*THE TASK*:
Reproduce each line of the records below without changing anything.

Pointing dataset records:
--*--
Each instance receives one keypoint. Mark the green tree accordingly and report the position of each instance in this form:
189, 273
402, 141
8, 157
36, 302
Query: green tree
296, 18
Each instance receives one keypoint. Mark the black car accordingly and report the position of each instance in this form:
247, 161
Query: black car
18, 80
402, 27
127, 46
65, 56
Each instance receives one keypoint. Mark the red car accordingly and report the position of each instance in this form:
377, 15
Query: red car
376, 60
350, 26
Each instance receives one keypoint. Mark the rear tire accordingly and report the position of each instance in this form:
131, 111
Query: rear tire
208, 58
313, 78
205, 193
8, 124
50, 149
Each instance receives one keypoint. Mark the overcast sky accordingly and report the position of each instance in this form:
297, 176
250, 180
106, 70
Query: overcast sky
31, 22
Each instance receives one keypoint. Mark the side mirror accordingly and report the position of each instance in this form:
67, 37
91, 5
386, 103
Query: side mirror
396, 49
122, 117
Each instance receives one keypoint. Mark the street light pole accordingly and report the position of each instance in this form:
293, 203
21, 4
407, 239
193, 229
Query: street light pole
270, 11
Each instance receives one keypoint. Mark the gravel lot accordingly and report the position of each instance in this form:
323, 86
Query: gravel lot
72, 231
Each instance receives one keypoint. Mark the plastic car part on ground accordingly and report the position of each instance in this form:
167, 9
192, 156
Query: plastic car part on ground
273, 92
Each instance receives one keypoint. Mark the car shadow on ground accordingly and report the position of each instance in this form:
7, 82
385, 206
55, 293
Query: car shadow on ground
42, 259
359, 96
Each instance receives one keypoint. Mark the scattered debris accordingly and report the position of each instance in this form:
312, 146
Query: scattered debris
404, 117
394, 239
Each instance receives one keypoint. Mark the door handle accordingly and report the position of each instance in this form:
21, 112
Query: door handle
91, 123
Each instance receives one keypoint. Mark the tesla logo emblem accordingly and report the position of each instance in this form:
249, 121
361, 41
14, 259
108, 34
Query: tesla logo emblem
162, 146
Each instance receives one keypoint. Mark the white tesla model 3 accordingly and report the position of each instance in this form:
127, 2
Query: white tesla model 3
--*--
*OUTPUT FOR THIS EXERCISE*:
Each instance receives one keypoint. Mark the green tree accordingly and report the position of each instance in this form:
189, 273
402, 141
8, 157
36, 302
Query: green tree
296, 18
Each instance receives one keypoint. Mark the black car accordingly and report the position of each instance in this form:
247, 161
Query: black car
18, 80
402, 27
127, 46
65, 56
Each instance receives one keypoint. Mark the red car accordingly and report the position of each instance in this form:
377, 15
Query: red car
376, 60
350, 26
Each instance receives one keypoint. Mark the rear tire accordingly and report the position of each instance in this form:
131, 111
Query: rear tire
208, 58
313, 78
205, 193
8, 124
50, 149
Each instance receives one keypoint. Mark the overcast sky accordingly and report the position of each instance in this form:
297, 176
250, 180
106, 70
Query: overcast sky
31, 22
Each instance receives one keypoint. Mark the side mirror accordingly and report the position of each instance in this form:
67, 37
91, 5
386, 103
Query: side mirror
396, 49
122, 117
Each instance receives one keypoint. Mark the street light pole accordingly and report the position of each instance in this form:
293, 203
21, 4
407, 239
193, 229
Query: street light pole
270, 11
Each instance receives one keypoint. Mark the gravel lot accordingly and report the position of each instance in this form:
323, 86
Query: gravel lot
72, 231
Each instance receives one keypoint. Mark the plastic car part on ground accordingly and report the position of each instance in this form:
167, 9
192, 156
Query: plastic car part on ground
273, 92
Each instance receives one keypoint. Mark the car shadow on ground accordingly and report the position of each instance in this form:
7, 82
385, 206
55, 293
Query: car shadow on ground
42, 259
359, 96
Each instance receives one keypoint. Mark the scattered debris accordingly and report the position of each instance in this form:
312, 146
Query: scattered debris
404, 117
394, 239
Each instance receives one keypoint. Mark the door handle accordingly and report the position of each instance in this form:
21, 112
Query: door handle
91, 123
Each instance receives one keypoint. Mark the tesla logo emblem accordingly and report the position of each instance in this form:
249, 121
361, 41
14, 259
108, 34
Query: tesla logo emblem
162, 146
Each instance receives one keypoint. Mark the white tesla model 3 accordingly and report the position of each instance in this form:
127, 2
Query: white tesla model 3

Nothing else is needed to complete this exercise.